▶ [Required action 1]: Extract from the passage on unplanned security work the exact wording from "Applying the model" to "friction comes from.".
▶ [Required action 2]: Extend the passage on unplanned work in security engineering by writing what comes after its final sentence.

▶ [Source passage]:
——————
Bad security engineering lacks incident empathy: I don’t blame anyone (leadership or engineers alike) for not having had firsthand experience participating in embarrassing and complex incidents. It’s sort-of the goal to avoid them! However, it becomes increasingly obvious when an organization lacks this voice of experience altogether. It usually shows when security engineering efforts follow convenience and interest instead of risks or studied patterns. Without getting into a risk-based discussion or model… this creates an outsized Unplanned work situation when an incident takes place. Suddenly, an incident response firm has to build simple response capability immediately. This leaves us to wonder what kind of decisions we’ve been making all along. A lack of Security Engineering collaboration with legal, comms, sales, and other horizontal organizations will dump more suffering into Incidents & Unplanned.

Incidents & Unplanned (🚒)

Phoenix Projects calls this “Unplanned work or Recovery Work”

Toil finds its way and lives here. All surprises, last minute tasks, incidents, or failure of imagination and planning lives here.

  • Fires
  • Late nights
  • Weekend work
  • Postmortem findings
  • Burn-out

Successful organizations expect this state and plan to avoid it. Security engineering should dedicate some effort to incident response planning, tabletop exercises, or with a response team. This depends on how much resource they want to trade for future toil and how much knowledge they want to capture from post-mortem rigor.

Every organization should see things fall into this state. Or, this is where an organization has its genesis. That is healthy and a product of a company taking risks. It’s often easier to prioritize and advocate for work that is falling into this category. It’s harder to get far ahead of potential unplanned work as it means you are making a prediction about future toil.

Work at failing organizations permanently resides in this state. It results in an overload of unplanned work creating a few individuals with all of the institutional knowledge. It is recurring in many forms. If it is crisis work, an engineering organizations in a panic will repeatedly tap the same people for response. This results in increasingly small silos. There’s no breathing room to to share knowledge, write documentation, train peers, or plan ahead. After the fire drill or interruption, they’re back to work. You re-use the same talent for each crisis repeatedly.

This creates a bit of an vicious cycle, which I get. It is very hard to classify and organize work when you’re buried in that same work.

It’s near impossible to plan ahead or advocate for additional resources while struggling in this state. A clear story must be crafted to demonstrate the volume of unplanned work and where it comes from to decide on solutions through budget, headcount, or the breathing room gained through organizational collaboration to avoid unplanned work with effort from the other three categories.

Stale risks are indicative of this type of work. Security organizations often have vulns or other risks that are never mitigated. These risks are stuck in a systems-complex quagmire of politics, finger pointing, legacy dependencies, employee turnover and other forms of can kicking. This is typically from an accumulation of many organizational debts and isn’t a simplistic medium essay away from being fixed. It does help to have as much language as possible to describe where the work of a security team broke down as it moves toward mitigating it. Why can’t we work with the business? Why won’t operational approaches succeed? Why can’t we identify the underlying problem?

Applying the model

The model’s job is to surface narratives about how much of each kind of security work the team is doing. The model’s goal is to help develop intuition on where organizational friction comes from.
——————
▶ [Supplied data]:
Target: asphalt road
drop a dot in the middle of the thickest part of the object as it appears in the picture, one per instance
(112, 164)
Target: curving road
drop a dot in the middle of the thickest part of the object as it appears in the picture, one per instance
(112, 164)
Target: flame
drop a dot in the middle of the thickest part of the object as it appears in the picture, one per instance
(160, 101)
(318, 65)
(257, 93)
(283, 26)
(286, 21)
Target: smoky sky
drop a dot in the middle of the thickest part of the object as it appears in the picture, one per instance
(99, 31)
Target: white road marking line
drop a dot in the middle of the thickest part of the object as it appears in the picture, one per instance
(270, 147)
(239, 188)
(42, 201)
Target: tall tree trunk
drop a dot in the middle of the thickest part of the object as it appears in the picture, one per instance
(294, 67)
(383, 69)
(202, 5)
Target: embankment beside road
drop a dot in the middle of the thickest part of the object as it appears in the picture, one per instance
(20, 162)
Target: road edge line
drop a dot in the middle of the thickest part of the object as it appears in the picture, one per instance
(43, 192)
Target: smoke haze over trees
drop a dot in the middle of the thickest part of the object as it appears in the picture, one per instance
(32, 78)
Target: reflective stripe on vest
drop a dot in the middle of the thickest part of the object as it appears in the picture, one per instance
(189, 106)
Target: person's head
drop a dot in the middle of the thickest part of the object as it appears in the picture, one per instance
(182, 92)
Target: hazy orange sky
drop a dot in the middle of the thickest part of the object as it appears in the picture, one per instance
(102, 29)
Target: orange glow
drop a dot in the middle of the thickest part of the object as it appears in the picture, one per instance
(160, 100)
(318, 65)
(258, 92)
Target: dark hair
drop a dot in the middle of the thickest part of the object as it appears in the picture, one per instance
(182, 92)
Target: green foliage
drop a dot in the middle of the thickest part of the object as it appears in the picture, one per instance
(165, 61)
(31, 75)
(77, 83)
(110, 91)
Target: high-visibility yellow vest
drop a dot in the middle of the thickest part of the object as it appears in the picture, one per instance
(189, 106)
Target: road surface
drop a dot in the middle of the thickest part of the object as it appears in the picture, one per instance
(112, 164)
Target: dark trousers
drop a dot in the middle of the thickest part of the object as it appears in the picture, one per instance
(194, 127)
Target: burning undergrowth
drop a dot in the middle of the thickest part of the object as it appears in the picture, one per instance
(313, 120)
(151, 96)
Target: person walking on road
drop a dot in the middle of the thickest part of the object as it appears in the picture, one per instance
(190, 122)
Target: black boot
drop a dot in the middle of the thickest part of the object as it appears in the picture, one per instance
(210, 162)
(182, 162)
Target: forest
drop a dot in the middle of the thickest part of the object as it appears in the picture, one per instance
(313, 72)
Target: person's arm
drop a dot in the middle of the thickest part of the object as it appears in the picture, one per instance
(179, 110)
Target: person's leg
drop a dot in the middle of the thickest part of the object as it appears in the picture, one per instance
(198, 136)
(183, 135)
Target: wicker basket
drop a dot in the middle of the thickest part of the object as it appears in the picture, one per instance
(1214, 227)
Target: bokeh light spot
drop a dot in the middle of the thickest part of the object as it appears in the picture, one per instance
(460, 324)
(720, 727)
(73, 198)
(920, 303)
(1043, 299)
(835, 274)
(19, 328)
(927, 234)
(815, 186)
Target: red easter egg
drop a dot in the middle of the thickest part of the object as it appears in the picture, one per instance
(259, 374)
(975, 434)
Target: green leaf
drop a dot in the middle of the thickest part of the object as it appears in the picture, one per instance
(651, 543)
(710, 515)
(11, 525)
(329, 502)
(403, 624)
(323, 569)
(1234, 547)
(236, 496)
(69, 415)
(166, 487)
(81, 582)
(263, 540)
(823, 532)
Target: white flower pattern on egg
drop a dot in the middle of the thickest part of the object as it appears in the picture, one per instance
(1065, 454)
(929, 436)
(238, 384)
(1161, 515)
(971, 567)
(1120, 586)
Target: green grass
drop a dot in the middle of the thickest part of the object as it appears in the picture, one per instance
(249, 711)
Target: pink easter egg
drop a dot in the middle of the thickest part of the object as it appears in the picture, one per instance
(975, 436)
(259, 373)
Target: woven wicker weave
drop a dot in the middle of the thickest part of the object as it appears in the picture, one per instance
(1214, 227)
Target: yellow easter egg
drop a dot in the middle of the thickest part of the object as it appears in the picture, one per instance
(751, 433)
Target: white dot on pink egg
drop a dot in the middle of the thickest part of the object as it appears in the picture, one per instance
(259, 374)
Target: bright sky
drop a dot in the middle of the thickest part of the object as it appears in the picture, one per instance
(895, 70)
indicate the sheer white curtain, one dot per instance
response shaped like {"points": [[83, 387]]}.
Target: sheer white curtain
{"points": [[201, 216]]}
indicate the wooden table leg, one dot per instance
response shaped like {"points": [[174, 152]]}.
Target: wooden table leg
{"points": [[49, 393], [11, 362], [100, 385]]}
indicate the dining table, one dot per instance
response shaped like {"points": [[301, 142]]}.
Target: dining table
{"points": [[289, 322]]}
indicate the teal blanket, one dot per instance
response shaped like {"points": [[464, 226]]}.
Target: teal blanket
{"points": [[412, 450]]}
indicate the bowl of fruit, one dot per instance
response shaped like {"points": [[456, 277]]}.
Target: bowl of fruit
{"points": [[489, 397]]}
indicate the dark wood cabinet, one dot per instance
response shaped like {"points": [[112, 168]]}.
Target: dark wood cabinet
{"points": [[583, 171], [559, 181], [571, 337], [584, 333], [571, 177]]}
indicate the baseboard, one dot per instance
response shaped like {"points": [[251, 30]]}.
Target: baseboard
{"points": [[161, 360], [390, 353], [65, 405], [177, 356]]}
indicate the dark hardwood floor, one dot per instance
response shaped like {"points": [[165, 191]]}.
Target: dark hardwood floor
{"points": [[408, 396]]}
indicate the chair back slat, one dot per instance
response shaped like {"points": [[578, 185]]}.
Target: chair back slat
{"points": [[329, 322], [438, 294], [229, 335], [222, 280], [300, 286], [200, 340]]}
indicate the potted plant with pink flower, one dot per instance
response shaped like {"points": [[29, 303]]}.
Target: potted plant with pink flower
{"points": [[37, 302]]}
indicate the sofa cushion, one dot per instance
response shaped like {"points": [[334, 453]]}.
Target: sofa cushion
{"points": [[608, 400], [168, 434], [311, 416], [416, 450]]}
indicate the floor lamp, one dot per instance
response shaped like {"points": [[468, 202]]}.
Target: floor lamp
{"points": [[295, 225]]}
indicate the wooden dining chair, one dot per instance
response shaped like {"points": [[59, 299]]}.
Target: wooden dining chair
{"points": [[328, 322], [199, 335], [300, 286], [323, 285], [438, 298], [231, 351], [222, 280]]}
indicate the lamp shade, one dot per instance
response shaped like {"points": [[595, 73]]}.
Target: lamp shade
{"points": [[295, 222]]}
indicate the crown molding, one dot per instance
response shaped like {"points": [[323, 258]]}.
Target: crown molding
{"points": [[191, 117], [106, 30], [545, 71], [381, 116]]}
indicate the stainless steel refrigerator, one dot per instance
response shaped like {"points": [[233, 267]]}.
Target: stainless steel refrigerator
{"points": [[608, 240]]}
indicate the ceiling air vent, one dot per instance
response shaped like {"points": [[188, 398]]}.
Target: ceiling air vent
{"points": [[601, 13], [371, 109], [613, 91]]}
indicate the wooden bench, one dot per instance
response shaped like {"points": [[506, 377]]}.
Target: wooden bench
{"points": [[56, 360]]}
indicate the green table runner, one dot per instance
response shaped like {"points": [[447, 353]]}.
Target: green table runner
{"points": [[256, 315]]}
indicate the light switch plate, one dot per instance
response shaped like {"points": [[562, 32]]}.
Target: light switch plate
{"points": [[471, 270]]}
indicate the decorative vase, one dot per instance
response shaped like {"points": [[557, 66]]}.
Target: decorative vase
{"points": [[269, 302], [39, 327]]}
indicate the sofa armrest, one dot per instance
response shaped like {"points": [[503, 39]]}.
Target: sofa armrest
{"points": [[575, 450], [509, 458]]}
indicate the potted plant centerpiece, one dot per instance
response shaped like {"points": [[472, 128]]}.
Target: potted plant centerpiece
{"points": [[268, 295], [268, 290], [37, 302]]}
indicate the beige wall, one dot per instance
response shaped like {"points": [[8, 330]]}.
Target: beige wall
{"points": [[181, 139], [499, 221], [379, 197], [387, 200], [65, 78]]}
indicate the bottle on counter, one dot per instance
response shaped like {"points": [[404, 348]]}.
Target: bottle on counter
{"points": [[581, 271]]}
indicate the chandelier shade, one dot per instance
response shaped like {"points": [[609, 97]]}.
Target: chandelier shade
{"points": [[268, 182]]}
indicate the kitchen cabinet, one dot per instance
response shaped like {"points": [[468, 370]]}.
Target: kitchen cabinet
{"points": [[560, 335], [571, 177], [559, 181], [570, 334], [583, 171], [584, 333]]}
——————
▶ [Expected output 1]:
Applying the model

The model’s job is to surface narratives about how much of each kind of security work the team is doing. The model’s goal is to help develop intuition on where organizational friction comes from.

▶ [Expected output 2]:
Mitigation stories can be told when this model is considered:

Our new product was launched with several SSRF bugs that we have to fix. (Unplanned 🚒).

We need to start working with product leads to prevent SSRF from making it into future launches (Business💰).

We could also detect SSRF vulns with static analysis as commits land. Then, patch. (Operations 🔁).

SSRF won’t matter so much if we mitigate the risk more comprehensively. (️️Security Engineering 🛠).

None of these work areas are inherently bad. They will all exist with some volume of work associated. Instead, we look for imbalances where a work area is outsized, a work area show behaviors that increase other forms of work, or a work area is either not considered or an option altogether. The interactions between these sources of work are more important.

Lastly, I think this model doesn’t directly translate into forming teams around it. You wouldn’t make four teams around it. Don’t do that. :)

Conclusion

That’s it. Four work areas. Carve up your organization’s work conceptually and think about it. Does security work steadily move towards being eliminated through Security Engineering projects?

Lastly, it’s just a model. Like all models, they quickly fail. It’s up to you to decide if it’s useful! Have fun!

Ryan McGeehan writes about security scrty.io

Appendix: Work Examples

Some examples of how to carve up typical security engineering projects…

Secrets Scanning

Having a future sense of what engineering’s development infrastructure can get a lead on supporting their development workflows. The concern of “did an engineer commit secrets in a plaintext repo” is treated as an ongoing issue. As operational churn that makes this workflow painful to repeat are discovered, we have security engineering improve automation or build better mitigations to reduce them going forward.

Business: Engineering wants to develop products in a new programming language in an on-prem version control system. So we are making our secrets scanner compatible in that language and repo before it stores production code. (Reducing 🚒 with 💰)
Security Engineering: We are improving our secrets scanner to run daily and report into Slack, so someone isn’t running scans manually going forward and can monitor alerts instead. (Reducing 🔁 with 🛠)
Operations: The on-call will respond to any secrets discovered in our source code. (Reducing 🚒 with 🔁)
Incident Management: An engineer put an infrastructure credential into source code and we worked late last weekend to rotate it.( Yuck. 🚒)

Suspicious Email Escalation

A small company can handle a few escalations as one-off work. A heads up on growth and hiring can give some lead time to plan for more regular escalations to avoid a bunch of distractions as the company grows large. Investment in automating the pipeline can avoid toil on the on-call.

Business: The company is going to expand by at least 3x employees as we hire sales and support roles. We are building an internal security@ address to meet the scale of suspicious email requests. (Reducing 🚒 with 💰and 🔁)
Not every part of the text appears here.